──────── RECORDED DATA

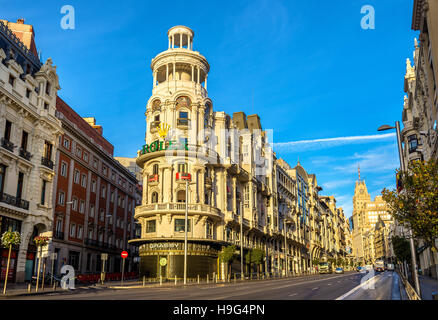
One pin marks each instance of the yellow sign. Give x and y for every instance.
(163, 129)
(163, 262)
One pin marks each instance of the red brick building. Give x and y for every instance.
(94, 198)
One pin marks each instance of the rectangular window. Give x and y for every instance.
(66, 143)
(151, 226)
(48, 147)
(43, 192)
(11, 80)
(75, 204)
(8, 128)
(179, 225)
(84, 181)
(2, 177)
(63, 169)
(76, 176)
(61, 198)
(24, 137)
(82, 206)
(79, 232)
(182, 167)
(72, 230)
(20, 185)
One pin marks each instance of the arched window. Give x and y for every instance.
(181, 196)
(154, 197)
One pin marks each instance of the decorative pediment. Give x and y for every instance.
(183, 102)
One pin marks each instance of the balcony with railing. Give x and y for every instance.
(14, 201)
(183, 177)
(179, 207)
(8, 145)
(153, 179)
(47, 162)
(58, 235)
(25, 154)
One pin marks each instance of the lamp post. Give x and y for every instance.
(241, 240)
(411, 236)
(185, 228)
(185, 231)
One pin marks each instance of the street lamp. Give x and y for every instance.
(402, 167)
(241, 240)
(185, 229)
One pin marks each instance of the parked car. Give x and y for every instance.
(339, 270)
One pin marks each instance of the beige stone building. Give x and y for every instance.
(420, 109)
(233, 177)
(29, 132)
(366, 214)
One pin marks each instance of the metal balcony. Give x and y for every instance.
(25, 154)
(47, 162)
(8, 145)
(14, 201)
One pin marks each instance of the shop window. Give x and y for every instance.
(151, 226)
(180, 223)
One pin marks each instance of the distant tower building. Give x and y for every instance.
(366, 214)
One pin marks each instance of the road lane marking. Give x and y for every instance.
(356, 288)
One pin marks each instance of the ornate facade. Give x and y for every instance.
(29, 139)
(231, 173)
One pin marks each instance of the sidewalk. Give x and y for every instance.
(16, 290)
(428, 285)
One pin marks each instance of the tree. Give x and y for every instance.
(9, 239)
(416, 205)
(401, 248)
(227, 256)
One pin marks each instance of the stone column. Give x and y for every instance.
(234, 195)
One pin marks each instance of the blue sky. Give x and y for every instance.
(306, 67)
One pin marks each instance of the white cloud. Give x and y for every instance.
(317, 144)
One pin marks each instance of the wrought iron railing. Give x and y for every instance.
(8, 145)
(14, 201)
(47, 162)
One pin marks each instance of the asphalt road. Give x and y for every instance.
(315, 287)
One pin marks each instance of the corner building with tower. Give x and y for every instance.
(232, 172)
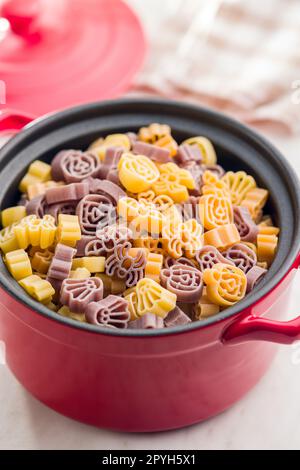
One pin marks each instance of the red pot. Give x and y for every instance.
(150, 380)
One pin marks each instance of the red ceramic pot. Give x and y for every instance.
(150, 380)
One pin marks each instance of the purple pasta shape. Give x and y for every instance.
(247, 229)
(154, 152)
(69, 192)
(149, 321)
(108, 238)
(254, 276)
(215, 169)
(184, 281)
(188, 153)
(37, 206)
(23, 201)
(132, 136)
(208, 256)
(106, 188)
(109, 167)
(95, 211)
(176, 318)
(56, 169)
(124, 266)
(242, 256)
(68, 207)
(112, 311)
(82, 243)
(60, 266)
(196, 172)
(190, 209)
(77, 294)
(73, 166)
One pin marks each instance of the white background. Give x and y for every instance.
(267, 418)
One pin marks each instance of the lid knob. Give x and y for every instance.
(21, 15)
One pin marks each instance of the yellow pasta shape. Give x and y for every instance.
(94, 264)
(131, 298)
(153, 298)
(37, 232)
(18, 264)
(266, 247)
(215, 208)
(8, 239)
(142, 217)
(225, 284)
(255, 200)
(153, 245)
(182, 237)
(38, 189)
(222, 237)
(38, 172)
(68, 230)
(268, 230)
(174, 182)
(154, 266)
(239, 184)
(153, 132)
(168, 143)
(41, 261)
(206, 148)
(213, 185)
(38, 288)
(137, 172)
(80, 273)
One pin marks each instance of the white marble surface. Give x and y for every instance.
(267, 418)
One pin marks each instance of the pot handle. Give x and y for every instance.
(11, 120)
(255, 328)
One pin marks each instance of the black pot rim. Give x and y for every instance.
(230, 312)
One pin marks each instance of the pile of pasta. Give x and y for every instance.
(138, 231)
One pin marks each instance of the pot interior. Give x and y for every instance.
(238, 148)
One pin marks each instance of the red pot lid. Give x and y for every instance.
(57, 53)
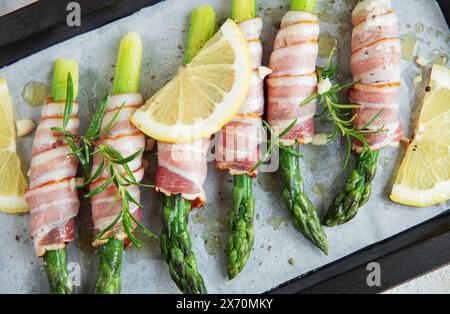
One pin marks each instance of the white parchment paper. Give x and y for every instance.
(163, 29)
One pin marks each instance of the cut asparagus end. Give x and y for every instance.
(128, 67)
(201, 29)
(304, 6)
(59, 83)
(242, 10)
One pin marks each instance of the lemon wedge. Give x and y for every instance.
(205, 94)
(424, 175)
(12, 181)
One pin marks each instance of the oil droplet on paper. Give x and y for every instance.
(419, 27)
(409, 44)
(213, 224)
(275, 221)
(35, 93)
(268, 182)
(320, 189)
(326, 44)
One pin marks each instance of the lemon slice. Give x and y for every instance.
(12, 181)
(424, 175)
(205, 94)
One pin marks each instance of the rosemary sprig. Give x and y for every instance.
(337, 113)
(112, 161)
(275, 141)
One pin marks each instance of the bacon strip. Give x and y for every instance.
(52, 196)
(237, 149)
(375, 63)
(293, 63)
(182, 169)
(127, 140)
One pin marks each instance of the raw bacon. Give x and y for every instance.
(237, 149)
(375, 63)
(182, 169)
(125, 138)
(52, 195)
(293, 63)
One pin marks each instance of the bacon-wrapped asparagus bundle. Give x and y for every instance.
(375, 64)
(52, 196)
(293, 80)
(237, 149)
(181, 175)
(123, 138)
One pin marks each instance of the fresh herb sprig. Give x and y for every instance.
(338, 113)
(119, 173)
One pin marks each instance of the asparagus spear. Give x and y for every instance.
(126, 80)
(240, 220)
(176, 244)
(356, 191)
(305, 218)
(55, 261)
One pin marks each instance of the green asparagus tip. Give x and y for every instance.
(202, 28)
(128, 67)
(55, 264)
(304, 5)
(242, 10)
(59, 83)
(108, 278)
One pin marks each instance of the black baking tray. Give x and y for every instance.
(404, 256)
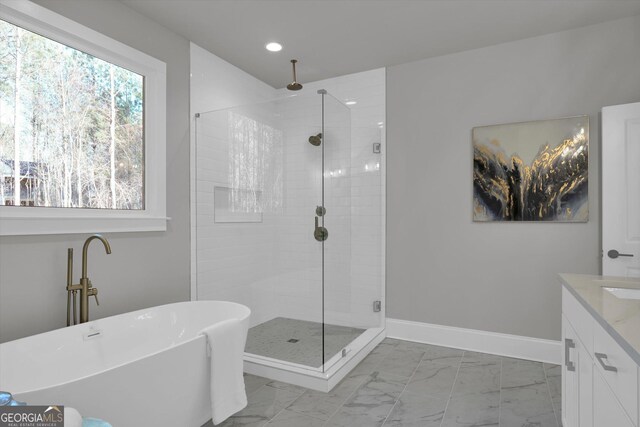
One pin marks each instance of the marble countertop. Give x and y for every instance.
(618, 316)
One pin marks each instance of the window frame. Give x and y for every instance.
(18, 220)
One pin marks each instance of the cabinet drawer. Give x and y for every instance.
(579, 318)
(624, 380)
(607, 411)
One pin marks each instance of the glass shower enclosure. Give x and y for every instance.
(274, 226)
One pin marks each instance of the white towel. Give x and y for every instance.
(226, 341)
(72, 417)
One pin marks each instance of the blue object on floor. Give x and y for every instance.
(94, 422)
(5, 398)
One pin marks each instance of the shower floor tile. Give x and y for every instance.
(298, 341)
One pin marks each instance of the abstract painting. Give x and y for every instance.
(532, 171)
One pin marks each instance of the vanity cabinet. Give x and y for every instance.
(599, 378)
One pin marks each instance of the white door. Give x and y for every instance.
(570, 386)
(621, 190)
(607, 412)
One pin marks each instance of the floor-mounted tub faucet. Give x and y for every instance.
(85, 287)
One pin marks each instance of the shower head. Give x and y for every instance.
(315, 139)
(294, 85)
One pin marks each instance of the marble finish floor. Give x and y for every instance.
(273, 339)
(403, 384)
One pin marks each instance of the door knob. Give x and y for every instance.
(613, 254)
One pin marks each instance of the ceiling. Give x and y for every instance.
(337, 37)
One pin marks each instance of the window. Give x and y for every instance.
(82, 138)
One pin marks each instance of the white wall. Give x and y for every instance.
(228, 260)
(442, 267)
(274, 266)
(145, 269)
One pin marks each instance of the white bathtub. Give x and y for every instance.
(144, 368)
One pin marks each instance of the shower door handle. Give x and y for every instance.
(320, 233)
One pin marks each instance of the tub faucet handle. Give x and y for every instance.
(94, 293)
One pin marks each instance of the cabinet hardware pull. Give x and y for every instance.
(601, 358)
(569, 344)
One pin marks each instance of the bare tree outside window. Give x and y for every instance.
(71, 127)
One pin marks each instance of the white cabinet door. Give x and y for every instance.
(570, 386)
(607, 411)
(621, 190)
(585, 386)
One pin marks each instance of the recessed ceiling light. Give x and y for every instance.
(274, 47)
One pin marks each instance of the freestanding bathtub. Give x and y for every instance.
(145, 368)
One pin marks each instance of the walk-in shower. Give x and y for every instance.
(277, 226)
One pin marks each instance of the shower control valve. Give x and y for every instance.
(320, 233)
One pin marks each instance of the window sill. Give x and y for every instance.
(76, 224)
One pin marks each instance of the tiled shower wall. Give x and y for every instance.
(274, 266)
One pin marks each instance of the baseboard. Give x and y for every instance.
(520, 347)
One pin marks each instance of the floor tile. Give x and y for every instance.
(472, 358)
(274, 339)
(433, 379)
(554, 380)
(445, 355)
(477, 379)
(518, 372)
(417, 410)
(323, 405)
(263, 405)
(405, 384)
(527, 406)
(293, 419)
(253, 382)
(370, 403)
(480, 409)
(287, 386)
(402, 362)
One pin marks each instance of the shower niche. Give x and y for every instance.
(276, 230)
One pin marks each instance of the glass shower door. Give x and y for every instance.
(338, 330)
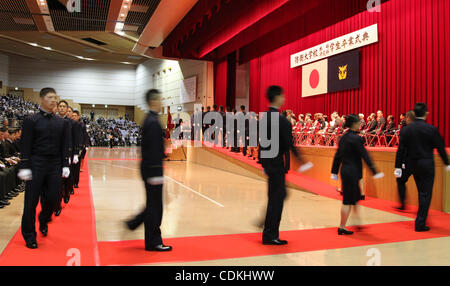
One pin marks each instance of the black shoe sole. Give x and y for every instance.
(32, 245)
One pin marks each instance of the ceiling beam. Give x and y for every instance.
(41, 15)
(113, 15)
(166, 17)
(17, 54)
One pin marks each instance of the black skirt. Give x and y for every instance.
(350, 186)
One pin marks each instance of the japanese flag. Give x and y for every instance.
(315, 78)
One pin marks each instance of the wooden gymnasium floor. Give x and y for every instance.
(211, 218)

────────────────
──────── RECORDED DATA

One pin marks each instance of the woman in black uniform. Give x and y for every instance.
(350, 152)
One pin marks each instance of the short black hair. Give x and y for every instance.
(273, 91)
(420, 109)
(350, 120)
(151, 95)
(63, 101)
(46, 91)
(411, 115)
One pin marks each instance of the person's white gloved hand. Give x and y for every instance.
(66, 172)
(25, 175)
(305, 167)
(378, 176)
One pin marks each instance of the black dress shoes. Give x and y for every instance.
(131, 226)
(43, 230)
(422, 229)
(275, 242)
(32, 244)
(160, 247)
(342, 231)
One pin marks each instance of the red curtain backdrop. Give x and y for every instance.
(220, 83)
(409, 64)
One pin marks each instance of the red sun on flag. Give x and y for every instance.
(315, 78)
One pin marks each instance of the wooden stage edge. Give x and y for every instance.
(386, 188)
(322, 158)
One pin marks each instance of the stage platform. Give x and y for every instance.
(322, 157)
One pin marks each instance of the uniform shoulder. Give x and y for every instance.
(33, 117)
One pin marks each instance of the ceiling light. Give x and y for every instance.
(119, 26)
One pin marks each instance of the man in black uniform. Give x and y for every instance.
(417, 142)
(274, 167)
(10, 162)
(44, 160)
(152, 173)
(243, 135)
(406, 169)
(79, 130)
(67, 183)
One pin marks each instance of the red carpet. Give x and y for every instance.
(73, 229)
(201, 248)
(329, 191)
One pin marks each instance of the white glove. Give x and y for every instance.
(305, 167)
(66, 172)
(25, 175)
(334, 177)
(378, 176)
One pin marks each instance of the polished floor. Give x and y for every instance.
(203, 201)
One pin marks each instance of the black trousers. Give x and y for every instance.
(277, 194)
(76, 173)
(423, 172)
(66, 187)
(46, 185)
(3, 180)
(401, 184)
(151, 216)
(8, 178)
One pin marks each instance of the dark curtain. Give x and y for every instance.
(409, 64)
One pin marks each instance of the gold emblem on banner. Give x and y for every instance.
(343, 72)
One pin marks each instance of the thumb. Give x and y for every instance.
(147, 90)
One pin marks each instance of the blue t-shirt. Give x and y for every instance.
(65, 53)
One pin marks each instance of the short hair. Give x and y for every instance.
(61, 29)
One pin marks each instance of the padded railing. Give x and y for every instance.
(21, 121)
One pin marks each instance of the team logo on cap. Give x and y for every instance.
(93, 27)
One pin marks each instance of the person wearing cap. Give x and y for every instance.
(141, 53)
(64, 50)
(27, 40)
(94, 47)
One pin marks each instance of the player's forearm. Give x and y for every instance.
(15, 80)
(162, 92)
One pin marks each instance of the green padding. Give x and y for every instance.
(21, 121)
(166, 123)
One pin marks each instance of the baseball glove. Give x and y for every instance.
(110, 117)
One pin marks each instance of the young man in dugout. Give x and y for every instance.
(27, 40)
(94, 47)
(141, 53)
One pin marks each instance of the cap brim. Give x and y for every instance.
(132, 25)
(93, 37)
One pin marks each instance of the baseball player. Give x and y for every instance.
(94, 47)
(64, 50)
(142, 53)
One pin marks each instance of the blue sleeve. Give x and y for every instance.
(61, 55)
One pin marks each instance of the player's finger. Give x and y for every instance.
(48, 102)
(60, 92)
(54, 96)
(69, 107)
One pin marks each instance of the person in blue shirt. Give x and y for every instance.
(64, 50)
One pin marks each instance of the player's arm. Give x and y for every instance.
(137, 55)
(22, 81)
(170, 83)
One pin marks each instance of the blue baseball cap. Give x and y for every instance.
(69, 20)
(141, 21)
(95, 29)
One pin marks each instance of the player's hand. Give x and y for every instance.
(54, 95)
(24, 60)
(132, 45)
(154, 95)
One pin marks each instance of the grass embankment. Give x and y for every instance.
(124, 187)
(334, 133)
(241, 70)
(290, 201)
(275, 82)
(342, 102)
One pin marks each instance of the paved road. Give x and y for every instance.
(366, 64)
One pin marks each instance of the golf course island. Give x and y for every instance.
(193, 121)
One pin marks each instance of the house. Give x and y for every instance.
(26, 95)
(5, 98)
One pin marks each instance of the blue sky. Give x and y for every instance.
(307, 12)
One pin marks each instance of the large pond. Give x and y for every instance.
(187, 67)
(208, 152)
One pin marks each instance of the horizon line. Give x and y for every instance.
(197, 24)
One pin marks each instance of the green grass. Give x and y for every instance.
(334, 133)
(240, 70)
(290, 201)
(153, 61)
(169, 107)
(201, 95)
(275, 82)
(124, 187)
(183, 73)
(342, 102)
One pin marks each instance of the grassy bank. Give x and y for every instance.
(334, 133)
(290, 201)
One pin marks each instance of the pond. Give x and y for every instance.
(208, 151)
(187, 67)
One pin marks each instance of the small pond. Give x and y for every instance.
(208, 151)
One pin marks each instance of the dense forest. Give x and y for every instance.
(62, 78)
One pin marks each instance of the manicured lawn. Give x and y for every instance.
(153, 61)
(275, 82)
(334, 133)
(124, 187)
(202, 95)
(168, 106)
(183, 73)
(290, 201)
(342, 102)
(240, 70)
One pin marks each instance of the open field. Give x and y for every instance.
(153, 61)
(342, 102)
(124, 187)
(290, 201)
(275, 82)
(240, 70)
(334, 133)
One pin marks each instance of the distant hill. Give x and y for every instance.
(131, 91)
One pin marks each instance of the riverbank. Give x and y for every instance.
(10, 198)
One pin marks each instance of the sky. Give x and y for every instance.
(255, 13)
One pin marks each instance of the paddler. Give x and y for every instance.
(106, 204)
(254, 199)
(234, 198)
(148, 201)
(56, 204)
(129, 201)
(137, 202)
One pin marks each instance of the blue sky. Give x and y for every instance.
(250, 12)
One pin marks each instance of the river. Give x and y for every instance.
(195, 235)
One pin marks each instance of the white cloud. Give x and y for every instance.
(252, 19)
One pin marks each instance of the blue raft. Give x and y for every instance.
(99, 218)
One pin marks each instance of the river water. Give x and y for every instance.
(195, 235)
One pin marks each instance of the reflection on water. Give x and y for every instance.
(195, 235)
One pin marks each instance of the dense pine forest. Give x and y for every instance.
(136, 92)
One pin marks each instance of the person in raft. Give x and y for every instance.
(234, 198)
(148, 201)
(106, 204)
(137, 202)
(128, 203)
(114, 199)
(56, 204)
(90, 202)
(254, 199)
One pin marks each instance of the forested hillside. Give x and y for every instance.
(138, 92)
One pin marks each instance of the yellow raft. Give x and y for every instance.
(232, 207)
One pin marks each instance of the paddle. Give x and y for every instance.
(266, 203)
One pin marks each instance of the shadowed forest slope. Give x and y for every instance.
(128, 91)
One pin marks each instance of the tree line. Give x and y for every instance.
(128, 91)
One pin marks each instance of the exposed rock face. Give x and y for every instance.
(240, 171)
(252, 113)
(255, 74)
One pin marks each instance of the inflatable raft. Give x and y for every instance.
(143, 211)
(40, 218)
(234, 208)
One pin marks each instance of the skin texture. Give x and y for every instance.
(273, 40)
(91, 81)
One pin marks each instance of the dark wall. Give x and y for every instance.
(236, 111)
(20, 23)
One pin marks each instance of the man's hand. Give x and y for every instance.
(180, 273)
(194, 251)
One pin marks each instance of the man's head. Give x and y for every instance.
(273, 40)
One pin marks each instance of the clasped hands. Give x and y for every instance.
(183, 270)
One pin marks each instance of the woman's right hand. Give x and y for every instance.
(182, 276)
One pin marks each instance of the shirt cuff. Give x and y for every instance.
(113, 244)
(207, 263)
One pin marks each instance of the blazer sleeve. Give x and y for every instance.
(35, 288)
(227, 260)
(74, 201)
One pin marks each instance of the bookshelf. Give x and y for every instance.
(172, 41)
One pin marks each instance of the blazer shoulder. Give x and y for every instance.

────────────────

*EXERCISE DETAILS*. Reproduce the records from the line containing "One pin marks each instance of the yellow raft." through the line containing "One pin marks each instance of the blazer shoulder.", both included, keeping the requests as they stand but multiplying every x and y coordinate in the answers by 0.35 and rounding to whole numbers, with halves rounded up. Give only these lines.

*THE OUTPUT*.
One pin marks each instance of the yellow raft. Give x and y for every instance.
(81, 72)
One pin marks each instance of the paddle. Give x and y for every instance.
(93, 71)
One pin marks each instance of the shadowed forest slope. Give x and y for every instance.
(45, 32)
One pin marks each instance of the tree line. Give x and y for every instance.
(45, 32)
One pin marks each instance of the exposed rock face. Give x and y for every instance.
(84, 60)
(88, 40)
(89, 26)
One pin marks each instance of the inflatable raft. Give x and y for every instance.
(50, 74)
(14, 76)
(82, 73)
One pin marks each instance of the skin texture. Give x and y for every instance.
(96, 14)
(32, 28)
One pin marks each instance of the dark wall. Give x and y for every instance.
(83, 39)
(7, 8)
One pin marks each instance of the man's hand. Give x and y for every instance.
(63, 96)
(68, 88)
One pin marks each instance of the man's head. Give x and y for every instance.
(96, 14)
One pin marks each instance of the clasped hands. Give x and y for every instance.
(64, 95)
One pin marks each instance of the woman's right hand. Give x and y for every instance.
(64, 97)
One pin marks each instance of the shirt cuff. Give x and y for every instance.
(40, 85)
(72, 92)
One pin marks each instance of the blazer sleeve. Give x and y for every instance.
(12, 101)
(79, 91)
(26, 70)
One pin marks each instance of the bookshelf. Give x and y for every instance.
(60, 14)
One pin marks each instance of the blazer shoulder. Give x and y for every instance.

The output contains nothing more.